EXTRACT -
◆ ◆ ◆ ◆ ◆ ◆ ◆

The second illustrative embodiment of the present invention augments the first illustrative embodiment by adding the audio content associated with the drag-and-dropped document to the audio content of the outgoing media stream. For example, if a user drag-and-drops an icon for a Windows Media Video (WMV) file onto a videoconference application window, audio content from the WMV file (e.g., background music, etc.) is transmitted in addition to the live-audio capture, and the live-video capture is supplanted with the video content of the WMV file. When the user subsequently drag-and-drops the WMV file icon away from the window, the transmitted audio content reverts to the live-audio capture only, and the transmitted video content reverts to the live-video capture.

In the third illustrative embodiment of the present invention, the roles of the audio content and video content are reversed. In other words, the video content of a drag-and-dropped document is added to the live-video capture (e.g., shown side-by-side in a split-screen window, superimposed, etc.) and the live-audio capture is supplanted with the audio content of the document.

The illustrative embodiment comprises: (a) transmitting to a remote telecommunications terminal a first media stream that comprises a first video signal and an audio signal; (b) receiving from the remote telecommunications terminal a second media stream; and (c) when a first graphical object that is associated with a document is drag-and-dropped in a graphical user interface onto a second graphical object that is associated with the first media stream, supplanting the first video signal in the first media stream with a second video signal that is based on the document.

BRIEF DESCRIPTION OF THE DRAWINGS

FIG. 1 depicts a telecommunications terminal in accordance with the prior art.

FIG. 2 depicts telecommunications terminal 100, as shown in FIG. 1, communicating with another telecommunications terminal, in accordance with the prior art.

FIG. 3 depicts a telecommunications terminal in accordance with the illustrative embodiments of the present invention.

FIG. 4 depicts a drag-and-drop operation performed by a user of telecommunications terminal 300, as shown in FIG. 3, in accordance with the illustrative embodiments of the present invention.

FIG. 5 depicts telecommunications terminal 300, as shown in FIG. 3, after the drag-and-drop operation of FIG. 4, in accordance with the illustrative embodiments of the present invention.

FIG. 6 depicts an alternative drag-and-drop operation to the drag-and-drop operation of FIG. 4, in accordance with the illustrative embodiments of the present invention.

FIG. 7 depicts a drag-and-drop operation performed by a user of telecommunications terminal 300 after the drag-and-drop operation of FIG. 4, in accordance with the illustrative embodiments of the present invention.

◆ ◆ ◆ ◆ ◆ ◆ ◆

EXERCISE INSTRUCTIONS -
(1) Answer these questions using the patent extract.
(a) In the third illustrative embodiment, what replaces the live-audio capture?
(b) What does FIG. 1 depict?
(c) In the second illustrative embodiment, what does the transmitted audio content revert to when the user drags the WMV file icon away from the window?
(2) Retype the portion of the patent extract between "BRIEF DESCRIPTION OF" and "terminal, in accordance with the prior art.", inclusive.
Rely only on the patent extract.

ENTRIES SHOWN -

◆ ◆ ◆ ◆ ◆ ◆ ◆

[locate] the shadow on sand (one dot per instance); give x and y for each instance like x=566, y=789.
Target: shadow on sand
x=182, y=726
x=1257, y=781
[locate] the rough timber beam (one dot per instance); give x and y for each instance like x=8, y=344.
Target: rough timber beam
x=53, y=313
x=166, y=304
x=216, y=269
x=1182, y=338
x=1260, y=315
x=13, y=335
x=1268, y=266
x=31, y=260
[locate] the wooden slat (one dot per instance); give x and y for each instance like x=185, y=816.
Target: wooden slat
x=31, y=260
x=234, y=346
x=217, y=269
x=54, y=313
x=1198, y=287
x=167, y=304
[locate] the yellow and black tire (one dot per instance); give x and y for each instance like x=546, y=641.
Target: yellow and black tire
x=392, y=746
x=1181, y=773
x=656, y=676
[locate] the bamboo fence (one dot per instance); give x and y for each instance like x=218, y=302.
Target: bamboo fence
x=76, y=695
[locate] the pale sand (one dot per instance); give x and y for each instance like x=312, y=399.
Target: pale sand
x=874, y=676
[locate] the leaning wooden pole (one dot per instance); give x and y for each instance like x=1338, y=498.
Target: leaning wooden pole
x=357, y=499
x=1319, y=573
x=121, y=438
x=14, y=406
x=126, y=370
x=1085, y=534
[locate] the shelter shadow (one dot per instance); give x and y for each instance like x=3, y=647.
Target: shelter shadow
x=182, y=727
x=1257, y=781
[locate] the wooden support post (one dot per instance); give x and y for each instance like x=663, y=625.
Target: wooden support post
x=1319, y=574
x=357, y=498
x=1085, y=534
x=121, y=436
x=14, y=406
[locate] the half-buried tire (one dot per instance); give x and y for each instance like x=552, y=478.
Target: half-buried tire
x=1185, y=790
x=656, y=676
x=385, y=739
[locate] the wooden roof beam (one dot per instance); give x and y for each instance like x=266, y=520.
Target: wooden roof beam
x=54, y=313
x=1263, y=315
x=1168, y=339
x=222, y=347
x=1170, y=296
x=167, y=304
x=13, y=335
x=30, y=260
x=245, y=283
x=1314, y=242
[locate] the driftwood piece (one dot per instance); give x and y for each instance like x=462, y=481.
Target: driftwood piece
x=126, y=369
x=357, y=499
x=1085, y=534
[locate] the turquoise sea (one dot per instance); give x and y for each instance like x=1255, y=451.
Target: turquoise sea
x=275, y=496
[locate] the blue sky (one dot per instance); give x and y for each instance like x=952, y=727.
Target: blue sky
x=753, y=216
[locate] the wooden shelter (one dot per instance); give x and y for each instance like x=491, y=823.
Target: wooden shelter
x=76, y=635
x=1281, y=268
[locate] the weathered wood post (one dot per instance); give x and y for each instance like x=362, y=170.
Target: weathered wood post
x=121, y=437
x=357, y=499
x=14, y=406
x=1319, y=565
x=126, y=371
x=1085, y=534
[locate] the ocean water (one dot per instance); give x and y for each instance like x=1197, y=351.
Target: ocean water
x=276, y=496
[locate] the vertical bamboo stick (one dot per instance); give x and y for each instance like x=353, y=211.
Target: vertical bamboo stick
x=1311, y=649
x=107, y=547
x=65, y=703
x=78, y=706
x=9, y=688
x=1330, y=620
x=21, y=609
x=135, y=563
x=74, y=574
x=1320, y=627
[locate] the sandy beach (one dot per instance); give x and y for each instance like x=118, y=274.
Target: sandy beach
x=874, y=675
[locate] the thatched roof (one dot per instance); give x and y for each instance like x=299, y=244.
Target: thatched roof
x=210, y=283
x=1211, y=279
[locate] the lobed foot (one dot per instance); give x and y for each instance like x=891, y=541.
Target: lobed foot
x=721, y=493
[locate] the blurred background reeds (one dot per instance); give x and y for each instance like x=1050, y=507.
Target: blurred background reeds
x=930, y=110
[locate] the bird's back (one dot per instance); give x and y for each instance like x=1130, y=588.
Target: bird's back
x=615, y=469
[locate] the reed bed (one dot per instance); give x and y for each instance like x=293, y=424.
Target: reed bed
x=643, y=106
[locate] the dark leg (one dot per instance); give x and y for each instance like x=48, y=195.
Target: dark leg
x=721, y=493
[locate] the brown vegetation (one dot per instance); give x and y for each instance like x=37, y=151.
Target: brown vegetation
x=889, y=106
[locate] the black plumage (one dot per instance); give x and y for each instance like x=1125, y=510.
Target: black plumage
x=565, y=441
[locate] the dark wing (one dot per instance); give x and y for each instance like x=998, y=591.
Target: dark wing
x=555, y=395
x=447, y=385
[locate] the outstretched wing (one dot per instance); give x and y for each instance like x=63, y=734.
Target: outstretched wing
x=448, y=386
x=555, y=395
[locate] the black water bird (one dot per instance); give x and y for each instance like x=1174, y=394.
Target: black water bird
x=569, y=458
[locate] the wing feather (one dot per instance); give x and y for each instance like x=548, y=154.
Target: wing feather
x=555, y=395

◆ ◆ ◆ ◆ ◆ ◆ ◆

RESULTS OF THE EXERCISE -
(1)
(a) The audio content of the drag-and-dropped document replaces it.
(b) It depicts a telecommunications terminal in accordance with the prior art.
(c) It reverts to the live-audio capture only.

(2)
BRIEF DESCRIPTION OF THE DRAWINGS

FIG. 1 depicts a telecommunications terminal in accordance with the prior art.

FIG. 2 depicts telecommunications terminal 100, as shown in FIG. 1, communicating with another telecommunications terminal, in accordance with the prior art.